**INSTRUCTION:**
Turn the stretch of data below that opens with the line containing "In this exercise you will locate the castle tower" and closes with the line containing "[(162, 84), (85, 17)]" (both lines included) into a two-column CSV with the headers input and output. Give one row per input and its output, with each value in a single quoted field and line breaks replaced by spaces.

## begin RECORD EXCERPTS

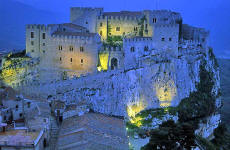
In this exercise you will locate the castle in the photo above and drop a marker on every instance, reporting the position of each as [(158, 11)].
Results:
[(99, 41), (116, 63)]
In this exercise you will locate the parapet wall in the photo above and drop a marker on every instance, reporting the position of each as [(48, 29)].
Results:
[(41, 27)]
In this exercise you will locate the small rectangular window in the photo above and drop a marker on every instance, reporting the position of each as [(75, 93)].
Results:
[(146, 48), (132, 49), (118, 28), (81, 49), (71, 48), (28, 104), (60, 47), (32, 34), (43, 36)]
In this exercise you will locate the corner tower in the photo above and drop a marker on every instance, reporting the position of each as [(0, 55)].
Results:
[(86, 17)]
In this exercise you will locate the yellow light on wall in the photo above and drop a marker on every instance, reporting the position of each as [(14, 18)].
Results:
[(11, 74), (104, 58), (165, 92), (132, 110)]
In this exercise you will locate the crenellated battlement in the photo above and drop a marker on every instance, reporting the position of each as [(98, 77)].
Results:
[(37, 26), (166, 26), (118, 18), (138, 39), (72, 37), (111, 48), (86, 9)]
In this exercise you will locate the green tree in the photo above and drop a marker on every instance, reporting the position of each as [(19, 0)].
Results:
[(170, 136)]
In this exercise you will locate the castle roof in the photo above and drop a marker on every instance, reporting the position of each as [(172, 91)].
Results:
[(74, 33)]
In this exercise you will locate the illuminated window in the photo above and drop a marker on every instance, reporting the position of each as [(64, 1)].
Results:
[(146, 48), (81, 49), (71, 48), (132, 49), (32, 34), (60, 47), (28, 104), (118, 28), (43, 36)]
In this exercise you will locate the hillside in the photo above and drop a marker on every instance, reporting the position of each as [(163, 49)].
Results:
[(225, 86)]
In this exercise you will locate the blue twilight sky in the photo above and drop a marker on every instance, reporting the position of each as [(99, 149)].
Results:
[(213, 15)]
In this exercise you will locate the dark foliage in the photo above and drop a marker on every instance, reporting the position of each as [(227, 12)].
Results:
[(201, 103), (170, 136)]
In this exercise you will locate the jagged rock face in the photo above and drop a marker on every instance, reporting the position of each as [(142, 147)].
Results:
[(153, 86)]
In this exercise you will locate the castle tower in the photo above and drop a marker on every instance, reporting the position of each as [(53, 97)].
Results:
[(86, 17)]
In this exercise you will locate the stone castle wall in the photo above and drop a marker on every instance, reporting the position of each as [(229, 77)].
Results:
[(162, 84), (85, 17)]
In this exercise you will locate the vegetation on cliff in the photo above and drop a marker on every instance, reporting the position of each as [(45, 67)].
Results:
[(191, 111)]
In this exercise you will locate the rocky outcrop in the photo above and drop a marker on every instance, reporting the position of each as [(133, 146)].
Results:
[(151, 86)]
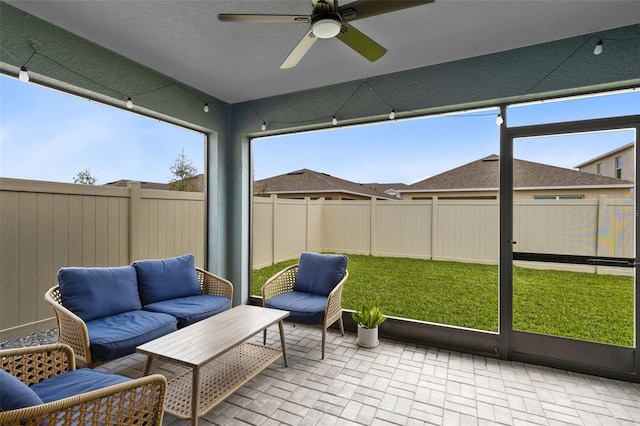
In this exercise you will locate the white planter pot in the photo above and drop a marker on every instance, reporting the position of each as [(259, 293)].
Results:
[(367, 337)]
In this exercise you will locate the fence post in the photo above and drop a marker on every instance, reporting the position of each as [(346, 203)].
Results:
[(307, 226), (434, 228), (603, 229), (274, 202), (135, 196), (372, 227)]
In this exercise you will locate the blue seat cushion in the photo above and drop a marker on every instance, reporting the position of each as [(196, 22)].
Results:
[(305, 308), (118, 335), (75, 382), (15, 394), (166, 279), (319, 273), (191, 309), (93, 293)]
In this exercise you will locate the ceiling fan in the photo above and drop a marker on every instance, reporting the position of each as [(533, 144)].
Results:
[(328, 20)]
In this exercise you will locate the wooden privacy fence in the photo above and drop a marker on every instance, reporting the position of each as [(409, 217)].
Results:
[(456, 230), (45, 226)]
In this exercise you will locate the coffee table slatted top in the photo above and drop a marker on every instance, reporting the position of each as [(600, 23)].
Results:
[(199, 343)]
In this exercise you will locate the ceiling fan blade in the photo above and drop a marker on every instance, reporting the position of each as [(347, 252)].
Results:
[(361, 43), (366, 8), (299, 51), (234, 17)]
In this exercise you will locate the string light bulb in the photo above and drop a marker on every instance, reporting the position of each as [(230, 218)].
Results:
[(598, 49), (24, 74)]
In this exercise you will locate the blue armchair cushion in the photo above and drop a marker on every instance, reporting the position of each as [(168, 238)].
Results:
[(191, 309), (319, 273), (93, 293), (304, 308), (118, 335), (75, 382), (167, 278), (14, 394)]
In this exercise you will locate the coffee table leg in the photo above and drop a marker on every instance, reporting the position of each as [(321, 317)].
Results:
[(195, 396), (282, 343), (147, 366)]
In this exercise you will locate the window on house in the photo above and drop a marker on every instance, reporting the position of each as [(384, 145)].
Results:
[(619, 167)]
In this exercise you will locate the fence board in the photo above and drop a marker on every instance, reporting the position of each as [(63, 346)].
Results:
[(46, 226)]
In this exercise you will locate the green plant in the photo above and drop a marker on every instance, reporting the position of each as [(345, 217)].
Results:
[(369, 315)]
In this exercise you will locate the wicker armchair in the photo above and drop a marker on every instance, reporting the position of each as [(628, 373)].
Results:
[(73, 331), (137, 401), (283, 282)]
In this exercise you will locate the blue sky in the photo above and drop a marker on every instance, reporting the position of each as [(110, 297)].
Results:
[(48, 135)]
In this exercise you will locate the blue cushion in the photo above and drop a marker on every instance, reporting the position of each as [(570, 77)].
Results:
[(74, 383), (191, 309), (118, 335), (15, 394), (167, 278), (93, 293), (319, 273), (305, 308)]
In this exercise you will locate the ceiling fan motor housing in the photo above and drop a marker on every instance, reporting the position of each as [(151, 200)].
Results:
[(326, 25)]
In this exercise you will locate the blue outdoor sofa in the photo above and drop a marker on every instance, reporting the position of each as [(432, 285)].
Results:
[(105, 313), (40, 385)]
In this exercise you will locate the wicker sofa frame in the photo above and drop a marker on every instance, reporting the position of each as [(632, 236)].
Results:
[(282, 282), (136, 402), (73, 331)]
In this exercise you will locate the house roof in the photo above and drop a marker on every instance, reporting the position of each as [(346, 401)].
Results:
[(143, 185), (606, 154), (485, 174), (305, 181), (198, 182)]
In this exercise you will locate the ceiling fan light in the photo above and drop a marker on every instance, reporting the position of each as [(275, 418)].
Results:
[(326, 26)]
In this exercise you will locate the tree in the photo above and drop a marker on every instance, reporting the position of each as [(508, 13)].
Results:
[(184, 174), (85, 177)]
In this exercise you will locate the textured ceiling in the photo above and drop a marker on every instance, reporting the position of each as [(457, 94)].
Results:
[(240, 61)]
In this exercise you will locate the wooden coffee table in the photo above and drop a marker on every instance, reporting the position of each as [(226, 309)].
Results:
[(218, 356)]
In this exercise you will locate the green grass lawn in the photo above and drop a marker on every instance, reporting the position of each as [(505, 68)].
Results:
[(579, 305)]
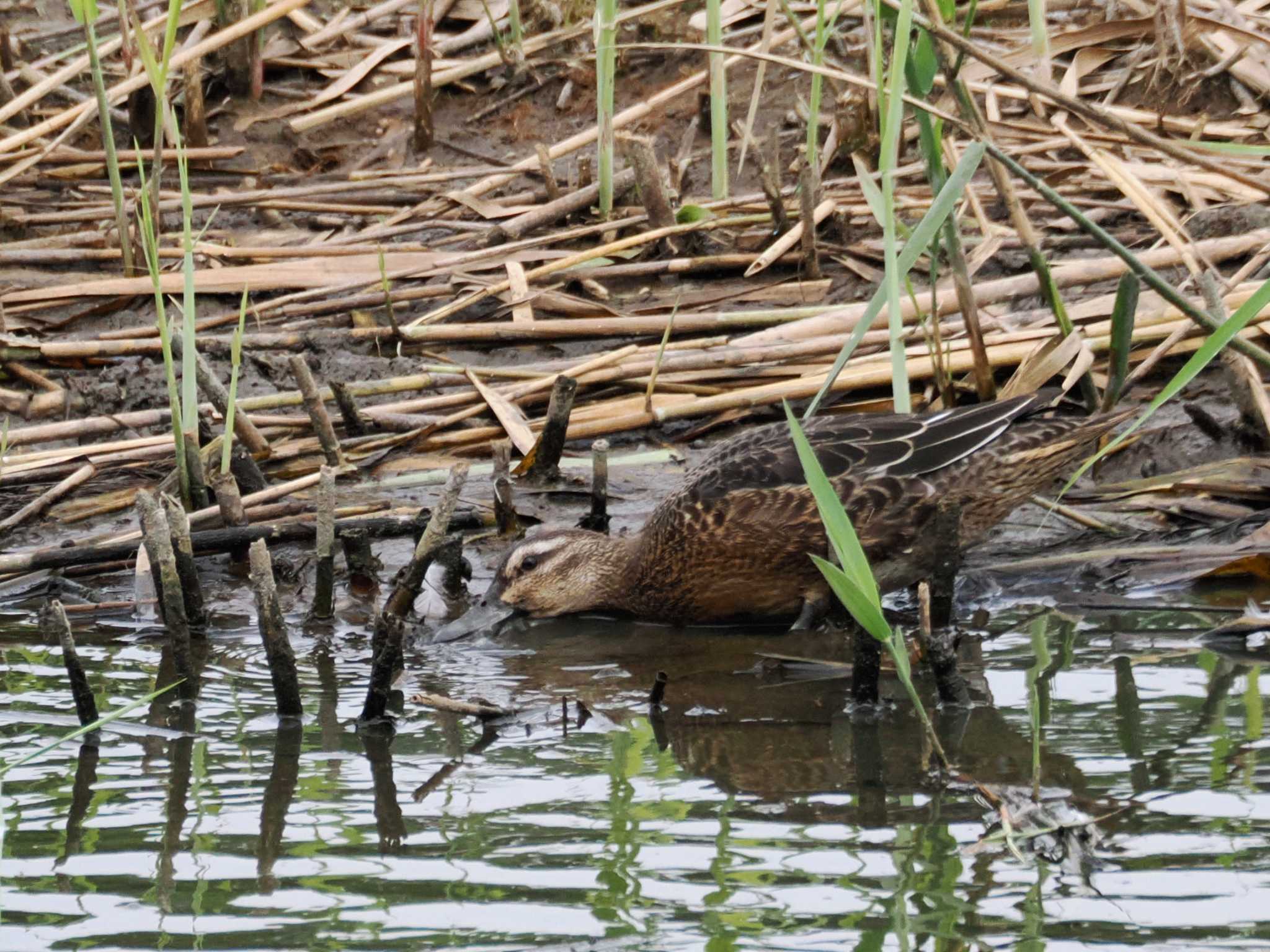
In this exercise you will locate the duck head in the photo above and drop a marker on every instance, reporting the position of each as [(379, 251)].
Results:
[(553, 571)]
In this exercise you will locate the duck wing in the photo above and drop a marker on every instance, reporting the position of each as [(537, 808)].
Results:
[(861, 446)]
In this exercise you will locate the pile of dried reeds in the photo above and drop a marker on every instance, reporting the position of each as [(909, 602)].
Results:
[(701, 314)]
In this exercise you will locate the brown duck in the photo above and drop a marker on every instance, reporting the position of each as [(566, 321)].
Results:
[(733, 540)]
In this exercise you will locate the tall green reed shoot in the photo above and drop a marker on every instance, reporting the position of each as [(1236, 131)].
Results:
[(235, 361), (156, 71), (892, 117), (853, 579), (917, 243), (824, 31), (71, 735), (1210, 348), (86, 13), (606, 69), (718, 103)]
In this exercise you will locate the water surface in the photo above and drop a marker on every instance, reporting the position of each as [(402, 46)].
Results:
[(753, 813)]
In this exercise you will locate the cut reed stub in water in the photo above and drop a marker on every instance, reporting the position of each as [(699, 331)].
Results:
[(543, 464), (156, 536), (409, 580), (324, 588), (355, 423), (54, 625), (183, 550), (946, 536), (597, 519), (316, 409), (273, 633), (362, 565), (233, 514)]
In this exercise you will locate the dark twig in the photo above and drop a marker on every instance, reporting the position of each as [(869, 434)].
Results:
[(54, 624)]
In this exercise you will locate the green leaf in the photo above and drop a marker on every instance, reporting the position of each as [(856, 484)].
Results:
[(693, 214), (84, 11), (148, 56), (863, 610), (837, 523), (89, 728), (1123, 314), (1210, 348), (922, 66)]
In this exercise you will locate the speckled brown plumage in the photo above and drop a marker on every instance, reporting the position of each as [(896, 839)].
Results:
[(733, 540)]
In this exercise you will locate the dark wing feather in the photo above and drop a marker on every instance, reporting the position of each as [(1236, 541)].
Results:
[(861, 444)]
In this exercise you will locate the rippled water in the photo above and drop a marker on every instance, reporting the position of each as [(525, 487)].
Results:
[(753, 814)]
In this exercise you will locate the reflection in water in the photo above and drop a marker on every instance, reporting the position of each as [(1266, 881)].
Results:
[(748, 811), (389, 821), (278, 794)]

## end RECORD EXCERPTS

**OUTPUT OF THE TASK:**
input,output
"In this exercise you will locate the castle tower in the photo above and drop a marker on every instance, reporting the position of each as [(53, 97)]. Results:","[(86, 17)]"
"In this exercise you will locate the stone castle wall in the photo above and drop a marker on every instance, reporting the position of each as [(229, 77)]. Results:","[(162, 84), (85, 17)]"